*Given information*.
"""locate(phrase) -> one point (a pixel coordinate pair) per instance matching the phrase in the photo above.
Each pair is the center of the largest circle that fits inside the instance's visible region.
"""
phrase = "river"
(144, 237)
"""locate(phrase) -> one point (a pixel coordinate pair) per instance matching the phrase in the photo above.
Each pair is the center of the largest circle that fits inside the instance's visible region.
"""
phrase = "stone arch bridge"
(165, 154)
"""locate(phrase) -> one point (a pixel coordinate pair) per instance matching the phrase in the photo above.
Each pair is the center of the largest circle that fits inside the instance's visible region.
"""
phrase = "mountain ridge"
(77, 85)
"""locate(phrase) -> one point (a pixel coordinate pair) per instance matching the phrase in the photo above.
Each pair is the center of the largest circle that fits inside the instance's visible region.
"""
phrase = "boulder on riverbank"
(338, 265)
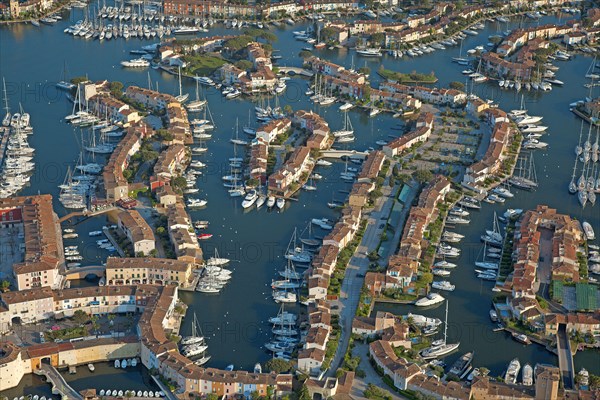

*Instructions for the task*. Return the lines of the data above in full and exactly, with no pictures.

*Response below*.
"""locate(phrase) -> one point (a pixel coordinate pair) per instance matching the phrase in the photo above.
Each pair is the center of the largest circle that fits inside the instance's visible region.
"""
phrase = "river"
(144, 237)
"""locate(phrase) -> one point (a pixel coordinate pair) per instance matching the phrase in the photo above.
Each pair is the center of the largest circle that fits inside the instance's visible region.
"""
phrase = "stone arch bridge"
(165, 154)
"""locate(phrase) -> one point (a pixel coordinate pair) per instance matching the phrase in the photo above.
Each pair is the center of the largest circle that fits inside the instance's visible region.
"""
phrase = "mountain ridge"
(77, 85)
"""locate(phrase) -> one point (a pixel coordinate pair) per instance matching the phrase in the photo above.
Each pair is the center of the largest circle that fits inside the instance's visible region.
"""
phrase = "boulder on riverbank"
(338, 265)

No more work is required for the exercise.